====== Exercise material ======
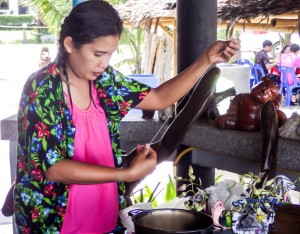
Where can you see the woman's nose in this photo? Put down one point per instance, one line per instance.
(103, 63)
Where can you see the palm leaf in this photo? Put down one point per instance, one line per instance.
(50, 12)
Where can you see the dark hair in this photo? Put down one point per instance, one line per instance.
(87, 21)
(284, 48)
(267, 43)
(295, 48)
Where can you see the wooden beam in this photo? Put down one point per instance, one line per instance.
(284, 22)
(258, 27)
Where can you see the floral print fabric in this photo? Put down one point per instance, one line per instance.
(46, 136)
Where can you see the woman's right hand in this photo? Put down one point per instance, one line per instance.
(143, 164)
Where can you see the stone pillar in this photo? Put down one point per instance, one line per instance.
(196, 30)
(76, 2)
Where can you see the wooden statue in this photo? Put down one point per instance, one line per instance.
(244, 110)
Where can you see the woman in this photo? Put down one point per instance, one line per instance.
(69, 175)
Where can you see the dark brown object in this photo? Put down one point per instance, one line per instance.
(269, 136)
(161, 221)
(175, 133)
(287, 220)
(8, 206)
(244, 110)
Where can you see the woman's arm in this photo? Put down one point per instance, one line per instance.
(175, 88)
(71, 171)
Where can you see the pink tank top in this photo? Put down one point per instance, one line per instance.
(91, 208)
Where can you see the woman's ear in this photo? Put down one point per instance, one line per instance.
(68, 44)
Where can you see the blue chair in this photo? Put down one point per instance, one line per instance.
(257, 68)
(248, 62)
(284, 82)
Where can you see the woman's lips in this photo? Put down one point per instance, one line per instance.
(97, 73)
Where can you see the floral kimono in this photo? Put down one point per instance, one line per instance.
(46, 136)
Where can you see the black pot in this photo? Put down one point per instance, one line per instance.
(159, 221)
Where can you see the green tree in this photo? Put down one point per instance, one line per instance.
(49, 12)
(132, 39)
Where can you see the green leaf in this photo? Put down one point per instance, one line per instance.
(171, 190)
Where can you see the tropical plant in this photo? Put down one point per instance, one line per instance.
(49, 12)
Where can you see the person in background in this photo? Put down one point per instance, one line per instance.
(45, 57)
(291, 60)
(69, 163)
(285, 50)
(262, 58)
======
====== Exercise material ======
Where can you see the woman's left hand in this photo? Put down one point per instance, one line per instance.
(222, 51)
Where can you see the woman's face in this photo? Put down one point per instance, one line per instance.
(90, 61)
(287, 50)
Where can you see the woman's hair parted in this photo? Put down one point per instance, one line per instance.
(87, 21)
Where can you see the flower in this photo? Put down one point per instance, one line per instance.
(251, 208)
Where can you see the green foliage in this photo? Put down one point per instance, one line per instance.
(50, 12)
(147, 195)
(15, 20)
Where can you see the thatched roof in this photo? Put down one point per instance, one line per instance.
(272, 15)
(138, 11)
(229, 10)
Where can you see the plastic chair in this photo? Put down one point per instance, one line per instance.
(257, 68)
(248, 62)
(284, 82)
======
====== Exercise material ======
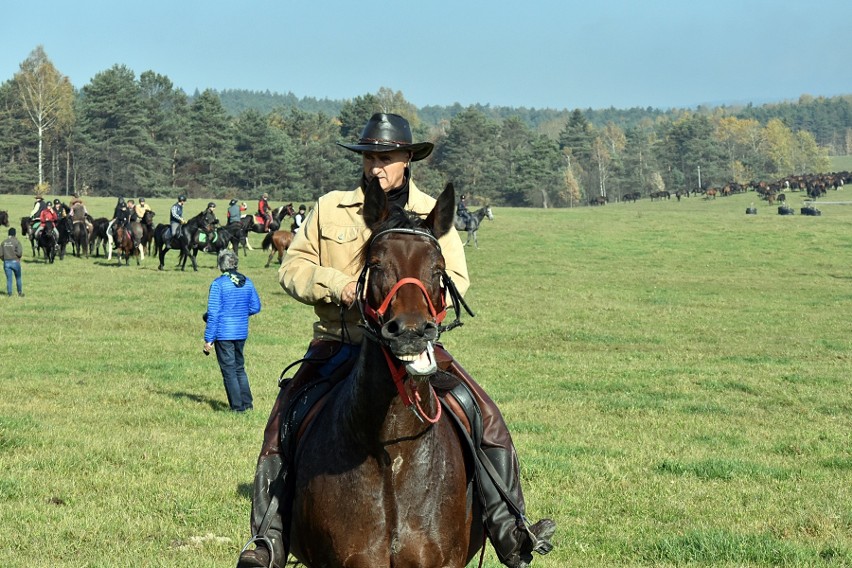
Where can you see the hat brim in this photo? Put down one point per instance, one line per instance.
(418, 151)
======
▶ Task statement
Please pull out every line in the records above that contains the string "floral", matching case exactly.

▶ Task answer
Where can you see the floral print fabric in this photo? Put down one point per instance, one line per instance.
Where can you see the floral kimono in this photo? Put down one point per instance, one line per instance.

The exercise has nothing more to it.